→ Task goal
Copy all the material below, exactly as it stands.

━━━━━━━━━━

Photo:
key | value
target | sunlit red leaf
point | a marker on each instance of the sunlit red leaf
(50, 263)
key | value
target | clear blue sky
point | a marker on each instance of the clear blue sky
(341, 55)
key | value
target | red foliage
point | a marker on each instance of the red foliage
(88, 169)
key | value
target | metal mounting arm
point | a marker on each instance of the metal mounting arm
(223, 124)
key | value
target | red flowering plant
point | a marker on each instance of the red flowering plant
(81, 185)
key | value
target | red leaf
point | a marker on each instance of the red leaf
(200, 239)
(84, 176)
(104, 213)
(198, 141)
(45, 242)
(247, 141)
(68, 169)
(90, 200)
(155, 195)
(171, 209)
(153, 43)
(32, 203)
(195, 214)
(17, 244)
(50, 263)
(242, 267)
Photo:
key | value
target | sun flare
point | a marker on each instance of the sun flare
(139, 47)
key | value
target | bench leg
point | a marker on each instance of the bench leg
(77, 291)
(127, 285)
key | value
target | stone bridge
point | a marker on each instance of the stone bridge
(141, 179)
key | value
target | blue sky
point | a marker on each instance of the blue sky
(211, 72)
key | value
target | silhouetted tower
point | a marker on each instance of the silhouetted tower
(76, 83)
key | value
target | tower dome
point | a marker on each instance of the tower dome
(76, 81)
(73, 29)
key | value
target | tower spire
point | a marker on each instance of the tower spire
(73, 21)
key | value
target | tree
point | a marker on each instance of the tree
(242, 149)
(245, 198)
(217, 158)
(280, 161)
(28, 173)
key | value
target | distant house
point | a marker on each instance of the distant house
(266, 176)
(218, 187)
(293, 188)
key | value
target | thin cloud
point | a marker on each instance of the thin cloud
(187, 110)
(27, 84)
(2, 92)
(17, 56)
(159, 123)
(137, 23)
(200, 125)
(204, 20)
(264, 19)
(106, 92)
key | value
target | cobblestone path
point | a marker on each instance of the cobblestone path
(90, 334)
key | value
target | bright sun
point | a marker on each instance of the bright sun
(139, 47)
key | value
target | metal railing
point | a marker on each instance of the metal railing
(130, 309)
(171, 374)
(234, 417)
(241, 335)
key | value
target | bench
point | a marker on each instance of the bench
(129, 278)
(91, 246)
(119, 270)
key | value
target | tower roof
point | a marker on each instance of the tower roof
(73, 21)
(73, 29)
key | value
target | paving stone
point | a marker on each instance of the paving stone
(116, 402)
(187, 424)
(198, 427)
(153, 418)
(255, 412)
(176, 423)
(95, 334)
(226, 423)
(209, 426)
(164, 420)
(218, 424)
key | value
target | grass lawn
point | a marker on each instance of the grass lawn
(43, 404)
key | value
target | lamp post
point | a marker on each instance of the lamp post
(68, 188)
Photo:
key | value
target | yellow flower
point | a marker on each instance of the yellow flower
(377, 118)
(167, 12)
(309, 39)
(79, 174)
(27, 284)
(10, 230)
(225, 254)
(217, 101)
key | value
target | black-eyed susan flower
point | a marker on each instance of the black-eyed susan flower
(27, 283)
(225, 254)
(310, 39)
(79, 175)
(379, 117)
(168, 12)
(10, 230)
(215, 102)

━━━━━━━━━━

→ Task answer
Photo:
key | value
target | sunlit red leaf
point | a marker on each instance of the sunlit red leaf
(50, 263)
key | value
target | clear blue sky
point | a marker on each instance of the clear blue sky
(341, 55)
key | value
target | red foliage
point | a marker on each instance of the red foliage
(88, 169)
key | value
target | metal mounting arm
point | a marker on each instance of the metal mounting arm
(223, 124)
key | value
target | red flowering plant
point | a marker on each instance of the red flowering plant
(81, 185)
key | value
target | red leaf
point | a marker on each instance of the red leaf
(200, 239)
(84, 176)
(104, 213)
(198, 141)
(45, 242)
(247, 141)
(68, 169)
(90, 200)
(155, 195)
(171, 209)
(153, 43)
(32, 203)
(195, 214)
(17, 244)
(50, 263)
(242, 267)
Photo:
key | value
target | sun flare
point | a marker on each instance of the sun flare
(139, 47)
key | value
target | bench leg
point | a marker on each instance of the bench leg
(77, 291)
(127, 285)
key | value
target | stone bridge
point | a marker on each instance of the stone bridge
(141, 179)
key | value
target | blue sky
point | a marker on each instance of the blue sky
(211, 72)
key | value
target | silhouetted tower
point | a marker on each instance of the silhouetted tower
(76, 83)
key | value
target | tower dome
point | a marker on each instance of the tower dome
(76, 81)
(73, 29)
key | value
target | tower spire
point | a marker on each instance of the tower spire
(73, 21)
key | value
target | tree
point | a marker on each instance of the tree
(242, 149)
(245, 198)
(217, 158)
(280, 161)
(28, 173)
key | value
target | distant house
point | a marker on each instance of the distant house
(266, 176)
(218, 187)
(293, 188)
key | value
target | thin cloud
point | a marker on each instance of the thin cloud
(187, 110)
(27, 84)
(2, 92)
(17, 56)
(159, 123)
(137, 23)
(200, 125)
(204, 20)
(264, 19)
(106, 92)
key | value
target | cobblestone path
point | a marker on each instance of the cobblestone path
(90, 334)
key | value
target | bright sun
point | a marker on each instance of the bright sun
(139, 47)
key | value
target | metal railing
point | a marker on each instance of the metal railing
(130, 309)
(171, 374)
(234, 417)
(241, 335)
key | value
target | bench
point | a marker on each instance of the bench
(129, 278)
(91, 246)
(119, 270)
key | value
target | tower roof
point | a marker on each instance of the tower roof
(73, 21)
(73, 29)
key | value
target | paving stone
point | a marker on each instance of the paving stone
(116, 402)
(187, 424)
(198, 427)
(153, 418)
(255, 412)
(176, 423)
(95, 334)
(226, 423)
(209, 426)
(164, 420)
(218, 424)
key | value
target | grass lawn
point | a marker on each instance of the grass lawn
(43, 404)
key | value
target | lamp post
point | a marker on each instance of the lamp post
(68, 188)
Photo:
key | value
target | yellow flower
point | a marker on each instance of the yellow flower
(377, 118)
(167, 12)
(309, 39)
(79, 174)
(27, 284)
(10, 230)
(225, 254)
(217, 101)
key | value
target | black-eyed susan flower
point | a marker on each instance of the black-eyed susan flower
(27, 283)
(225, 254)
(310, 39)
(79, 175)
(379, 117)
(168, 12)
(10, 230)
(215, 102)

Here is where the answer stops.